[Task instructions]
Every line from the line containing "Pin the garage" through the final line of the data is to be printed exactly; no other line is to appear.

[Input]
◆ ◆ ◆ ◆ ◆ ◆ ◆
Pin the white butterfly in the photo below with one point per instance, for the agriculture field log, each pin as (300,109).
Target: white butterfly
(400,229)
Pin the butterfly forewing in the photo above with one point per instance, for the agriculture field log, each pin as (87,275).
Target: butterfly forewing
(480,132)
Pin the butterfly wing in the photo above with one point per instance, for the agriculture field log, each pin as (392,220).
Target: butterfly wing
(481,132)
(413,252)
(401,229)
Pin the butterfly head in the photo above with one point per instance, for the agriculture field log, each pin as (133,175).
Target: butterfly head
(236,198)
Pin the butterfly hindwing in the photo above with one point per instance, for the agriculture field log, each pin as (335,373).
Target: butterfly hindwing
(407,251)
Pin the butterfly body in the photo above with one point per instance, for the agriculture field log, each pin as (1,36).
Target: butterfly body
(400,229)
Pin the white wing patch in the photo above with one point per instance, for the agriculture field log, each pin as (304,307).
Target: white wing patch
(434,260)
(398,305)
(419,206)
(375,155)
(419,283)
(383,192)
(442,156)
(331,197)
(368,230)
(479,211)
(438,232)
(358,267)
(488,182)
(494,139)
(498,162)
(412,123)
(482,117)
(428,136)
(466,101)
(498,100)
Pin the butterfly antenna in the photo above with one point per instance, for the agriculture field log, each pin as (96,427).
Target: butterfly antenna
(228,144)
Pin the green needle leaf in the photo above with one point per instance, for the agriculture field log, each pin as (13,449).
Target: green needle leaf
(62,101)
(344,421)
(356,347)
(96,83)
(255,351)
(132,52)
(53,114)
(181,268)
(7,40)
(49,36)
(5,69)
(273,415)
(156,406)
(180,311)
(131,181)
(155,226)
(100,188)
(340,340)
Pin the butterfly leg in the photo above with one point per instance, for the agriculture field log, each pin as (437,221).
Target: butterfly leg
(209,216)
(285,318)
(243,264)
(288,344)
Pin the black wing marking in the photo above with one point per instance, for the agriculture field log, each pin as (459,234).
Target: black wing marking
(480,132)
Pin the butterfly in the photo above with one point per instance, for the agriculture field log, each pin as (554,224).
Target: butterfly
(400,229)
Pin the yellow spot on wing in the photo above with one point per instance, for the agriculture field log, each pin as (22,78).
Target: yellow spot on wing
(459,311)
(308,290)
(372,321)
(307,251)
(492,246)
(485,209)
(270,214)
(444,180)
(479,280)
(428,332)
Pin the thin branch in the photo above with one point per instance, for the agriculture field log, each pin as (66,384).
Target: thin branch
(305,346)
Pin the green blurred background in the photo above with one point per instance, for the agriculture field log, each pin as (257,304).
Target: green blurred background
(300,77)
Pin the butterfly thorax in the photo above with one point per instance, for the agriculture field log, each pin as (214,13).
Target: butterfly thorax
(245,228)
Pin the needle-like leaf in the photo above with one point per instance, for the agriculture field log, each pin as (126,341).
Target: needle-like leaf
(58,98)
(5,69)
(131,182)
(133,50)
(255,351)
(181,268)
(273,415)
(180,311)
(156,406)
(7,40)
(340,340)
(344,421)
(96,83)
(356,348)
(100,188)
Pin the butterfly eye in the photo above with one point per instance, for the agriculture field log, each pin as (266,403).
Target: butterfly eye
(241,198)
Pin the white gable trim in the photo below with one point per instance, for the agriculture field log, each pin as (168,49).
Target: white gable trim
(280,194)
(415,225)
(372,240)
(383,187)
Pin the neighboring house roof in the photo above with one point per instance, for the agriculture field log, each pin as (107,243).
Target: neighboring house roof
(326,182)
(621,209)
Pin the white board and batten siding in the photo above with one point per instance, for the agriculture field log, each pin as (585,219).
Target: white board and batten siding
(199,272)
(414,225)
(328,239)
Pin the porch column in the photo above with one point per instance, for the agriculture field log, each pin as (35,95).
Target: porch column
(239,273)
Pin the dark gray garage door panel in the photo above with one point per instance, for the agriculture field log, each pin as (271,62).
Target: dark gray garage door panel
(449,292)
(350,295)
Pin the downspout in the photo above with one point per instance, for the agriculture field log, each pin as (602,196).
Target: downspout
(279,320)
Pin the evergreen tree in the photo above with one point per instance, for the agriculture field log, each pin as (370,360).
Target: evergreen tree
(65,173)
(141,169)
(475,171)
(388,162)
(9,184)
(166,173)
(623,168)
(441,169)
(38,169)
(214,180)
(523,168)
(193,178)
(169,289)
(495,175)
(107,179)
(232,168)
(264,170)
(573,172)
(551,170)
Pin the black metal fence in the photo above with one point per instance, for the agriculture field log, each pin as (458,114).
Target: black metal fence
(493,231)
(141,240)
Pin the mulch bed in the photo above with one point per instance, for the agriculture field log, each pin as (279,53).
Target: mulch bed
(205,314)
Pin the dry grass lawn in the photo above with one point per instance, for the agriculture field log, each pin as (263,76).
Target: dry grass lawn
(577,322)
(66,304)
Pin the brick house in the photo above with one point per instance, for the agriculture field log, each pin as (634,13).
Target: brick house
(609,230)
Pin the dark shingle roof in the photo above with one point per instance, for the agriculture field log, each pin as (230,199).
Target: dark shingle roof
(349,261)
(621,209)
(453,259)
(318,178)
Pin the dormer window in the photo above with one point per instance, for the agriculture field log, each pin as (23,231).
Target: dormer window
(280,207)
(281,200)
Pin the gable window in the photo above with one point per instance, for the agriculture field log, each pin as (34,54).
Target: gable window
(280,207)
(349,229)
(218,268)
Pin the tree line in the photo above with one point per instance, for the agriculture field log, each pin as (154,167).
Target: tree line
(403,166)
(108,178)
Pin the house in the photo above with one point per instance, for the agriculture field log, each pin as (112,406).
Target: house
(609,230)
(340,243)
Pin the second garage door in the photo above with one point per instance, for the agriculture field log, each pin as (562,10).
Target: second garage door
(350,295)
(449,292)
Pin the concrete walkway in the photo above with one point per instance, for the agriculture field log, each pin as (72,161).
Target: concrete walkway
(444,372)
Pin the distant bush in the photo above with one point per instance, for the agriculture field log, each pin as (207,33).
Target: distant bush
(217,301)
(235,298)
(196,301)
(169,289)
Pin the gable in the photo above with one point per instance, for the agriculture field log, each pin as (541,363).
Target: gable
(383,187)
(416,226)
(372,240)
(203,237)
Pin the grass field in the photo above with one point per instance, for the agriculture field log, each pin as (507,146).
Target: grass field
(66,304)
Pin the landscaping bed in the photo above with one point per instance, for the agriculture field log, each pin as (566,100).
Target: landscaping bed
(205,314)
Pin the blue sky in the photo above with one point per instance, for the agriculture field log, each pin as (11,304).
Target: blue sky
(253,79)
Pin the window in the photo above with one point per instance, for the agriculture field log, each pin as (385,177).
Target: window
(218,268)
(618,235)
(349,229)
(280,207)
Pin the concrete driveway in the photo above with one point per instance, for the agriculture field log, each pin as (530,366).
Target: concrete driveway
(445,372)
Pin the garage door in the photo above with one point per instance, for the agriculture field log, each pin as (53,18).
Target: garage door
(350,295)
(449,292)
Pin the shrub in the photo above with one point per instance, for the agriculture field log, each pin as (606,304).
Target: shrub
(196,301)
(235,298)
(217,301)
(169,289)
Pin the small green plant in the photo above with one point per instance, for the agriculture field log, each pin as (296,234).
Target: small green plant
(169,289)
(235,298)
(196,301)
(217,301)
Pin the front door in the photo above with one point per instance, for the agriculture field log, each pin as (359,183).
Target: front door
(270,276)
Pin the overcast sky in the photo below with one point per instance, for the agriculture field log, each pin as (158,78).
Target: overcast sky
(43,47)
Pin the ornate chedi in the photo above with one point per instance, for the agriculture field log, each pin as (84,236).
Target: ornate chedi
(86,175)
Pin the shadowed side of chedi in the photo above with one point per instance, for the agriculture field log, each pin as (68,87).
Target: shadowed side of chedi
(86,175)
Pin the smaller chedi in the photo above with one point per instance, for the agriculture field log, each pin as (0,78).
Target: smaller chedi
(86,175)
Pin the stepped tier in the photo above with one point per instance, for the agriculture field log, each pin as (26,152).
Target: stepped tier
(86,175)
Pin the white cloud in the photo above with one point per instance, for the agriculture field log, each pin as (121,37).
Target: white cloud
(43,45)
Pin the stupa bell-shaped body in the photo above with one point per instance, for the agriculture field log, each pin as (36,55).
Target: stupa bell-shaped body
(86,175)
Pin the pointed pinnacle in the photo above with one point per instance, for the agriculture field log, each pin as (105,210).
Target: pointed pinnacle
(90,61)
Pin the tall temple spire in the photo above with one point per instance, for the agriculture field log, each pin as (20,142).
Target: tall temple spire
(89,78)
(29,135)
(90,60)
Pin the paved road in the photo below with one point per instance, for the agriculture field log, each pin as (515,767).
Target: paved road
◆ ◆ ◆ ◆ ◆ ◆ ◆
[Written solution]
Pin the garage door in the photo above with one point per instance, for the agriculture field log, each pin as (53,18).
Target: garage door
(350,295)
(449,292)
Pin the shrub in the photo above with one point per instance, for the agriculture field log, each pin as (606,304).
Target: shrub
(196,301)
(235,298)
(217,301)
(169,289)
Pin the small green plant in the photo above with one point per instance, for the agriculture field log, each pin as (296,234).
Target: small green plant
(169,289)
(235,298)
(196,301)
(217,301)
Pin the front door in the photo above with one point per instance, for the agriculture field log, each pin as (359,183).
Target: front door
(270,276)
Pin the overcast sky in the photo below with one point per instance, for the agriculture field log, each pin as (158,78).
Target: overcast sky
(43,47)
Pin the ornate chedi in the photo above with one point per instance, for the agriculture field log, each pin as (84,236).
Target: ornate chedi
(86,175)
Pin the shadowed side of chedi in the photo above with one point per instance, for the agriculture field log, each pin as (68,87).
Target: shadowed side of chedi
(86,175)
Pin the smaller chedi in the photo above with one point per instance, for the agriculture field log, each pin as (0,78).
Target: smaller chedi
(86,175)
Pin the stepped tier in the photo above with one point per instance, for the agriculture field log, each pin as (26,152).
Target: stepped tier
(86,175)
Pin the white cloud in the photo above with one point per instance, for the agriculture field log, each pin as (121,37).
Target: white cloud
(43,45)
Pin the stupa bell-shaped body in the photo above with one point per instance, for the agriculture field log, each pin as (36,55).
Target: stupa bell-shaped body
(86,175)
Pin the pointed pinnacle in the photo above with one point per instance, for the agriculture field log, each pin as (105,210).
Target: pointed pinnacle
(90,61)
Pin the tall temple spire in the photo above with one point per instance, for the agriculture field log, each pin as (20,142).
Target: tall temple spire
(89,78)
(29,135)
(90,60)
Pin the paved road in the photo below with one point per instance, for the agriculture field log, each pin as (515,767).
Target: paved road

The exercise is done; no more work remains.